Available data |
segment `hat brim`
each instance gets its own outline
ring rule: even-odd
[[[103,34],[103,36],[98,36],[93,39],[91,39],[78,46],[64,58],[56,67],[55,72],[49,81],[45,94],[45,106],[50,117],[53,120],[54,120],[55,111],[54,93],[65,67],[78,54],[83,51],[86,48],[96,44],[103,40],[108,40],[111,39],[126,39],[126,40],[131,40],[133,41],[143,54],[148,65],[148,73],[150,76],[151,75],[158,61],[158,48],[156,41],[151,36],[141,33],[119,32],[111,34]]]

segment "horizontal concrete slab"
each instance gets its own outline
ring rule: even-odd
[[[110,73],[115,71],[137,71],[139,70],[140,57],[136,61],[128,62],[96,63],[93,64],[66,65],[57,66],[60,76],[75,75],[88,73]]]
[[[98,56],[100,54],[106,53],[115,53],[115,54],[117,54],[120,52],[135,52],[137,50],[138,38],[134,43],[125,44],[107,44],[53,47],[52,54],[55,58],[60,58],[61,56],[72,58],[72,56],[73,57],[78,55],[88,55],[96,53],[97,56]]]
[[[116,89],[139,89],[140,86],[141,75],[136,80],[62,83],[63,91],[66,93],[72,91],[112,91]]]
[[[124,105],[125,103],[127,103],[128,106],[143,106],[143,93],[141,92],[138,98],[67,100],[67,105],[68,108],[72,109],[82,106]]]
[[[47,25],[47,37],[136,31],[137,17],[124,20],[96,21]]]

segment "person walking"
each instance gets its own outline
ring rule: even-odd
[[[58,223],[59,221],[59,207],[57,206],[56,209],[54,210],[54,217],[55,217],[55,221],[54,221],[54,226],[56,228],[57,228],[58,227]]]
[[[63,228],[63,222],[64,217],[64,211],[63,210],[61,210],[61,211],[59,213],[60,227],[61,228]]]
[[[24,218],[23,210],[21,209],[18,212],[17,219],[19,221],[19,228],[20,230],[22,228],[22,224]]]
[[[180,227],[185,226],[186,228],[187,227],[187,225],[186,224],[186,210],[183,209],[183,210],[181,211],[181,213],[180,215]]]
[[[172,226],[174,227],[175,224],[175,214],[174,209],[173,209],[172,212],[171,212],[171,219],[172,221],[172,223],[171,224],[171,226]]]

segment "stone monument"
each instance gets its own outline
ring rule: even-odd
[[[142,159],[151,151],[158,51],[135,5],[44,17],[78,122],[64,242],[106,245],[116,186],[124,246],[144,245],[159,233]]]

Task brief | Quote the entire listing above exactly.

Answer for the task |
segment `hat brim`
each instance gets its own outline
ring rule: even-odd
[[[103,34],[103,36],[98,36],[93,39],[91,39],[78,46],[64,58],[56,67],[55,72],[49,81],[45,94],[45,106],[50,117],[53,120],[54,120],[55,111],[54,93],[65,67],[78,54],[83,51],[86,48],[96,44],[103,40],[108,40],[111,39],[126,39],[126,40],[131,40],[133,41],[143,54],[148,65],[148,73],[150,76],[151,75],[158,61],[158,48],[156,41],[151,36],[141,33],[119,32],[111,34]]]

segment "horizontal concrete slab"
each instance gets its own outline
ring rule: even-odd
[[[110,73],[115,71],[137,71],[139,70],[140,57],[136,61],[128,62],[96,63],[93,64],[66,65],[57,66],[60,76],[75,75],[88,73]]]
[[[98,56],[100,54],[106,53],[115,53],[115,54],[117,54],[120,52],[135,52],[137,50],[138,38],[134,43],[125,44],[107,44],[53,47],[52,54],[55,58],[60,58],[61,56],[72,58],[72,56],[73,57],[78,55],[88,55],[96,53],[97,56]]]
[[[116,89],[139,89],[140,86],[141,75],[136,80],[62,83],[63,91],[66,93],[72,91],[112,91]]]
[[[124,105],[125,103],[127,103],[128,106],[143,106],[143,93],[141,92],[138,98],[67,100],[67,105],[68,108],[72,109],[82,106]]]
[[[47,25],[47,37],[136,31],[137,17],[124,20],[96,21]]]

segment "person walking"
each instance gets its own outline
ring rule: even-odd
[[[58,223],[59,221],[59,207],[57,206],[56,209],[54,210],[54,217],[55,217],[55,221],[54,221],[54,226],[56,228],[57,228],[58,227]]]
[[[63,228],[63,222],[64,217],[64,211],[63,210],[61,210],[61,211],[59,213],[60,227],[61,228]]]
[[[24,218],[23,210],[21,209],[18,212],[17,219],[19,221],[19,228],[20,230],[22,228],[22,224]]]
[[[180,227],[185,226],[186,228],[187,227],[187,225],[186,224],[186,210],[183,209],[183,210],[181,211],[181,213],[180,215]]]
[[[172,226],[174,227],[175,224],[175,214],[174,209],[173,209],[172,212],[171,212],[171,219],[172,221],[172,223],[171,224],[171,226]]]

segment "stone monument"
each instance gets its own outline
ring rule: even-odd
[[[142,159],[151,151],[158,51],[135,5],[44,17],[78,122],[64,242],[106,245],[116,186],[124,246],[144,245],[159,233]]]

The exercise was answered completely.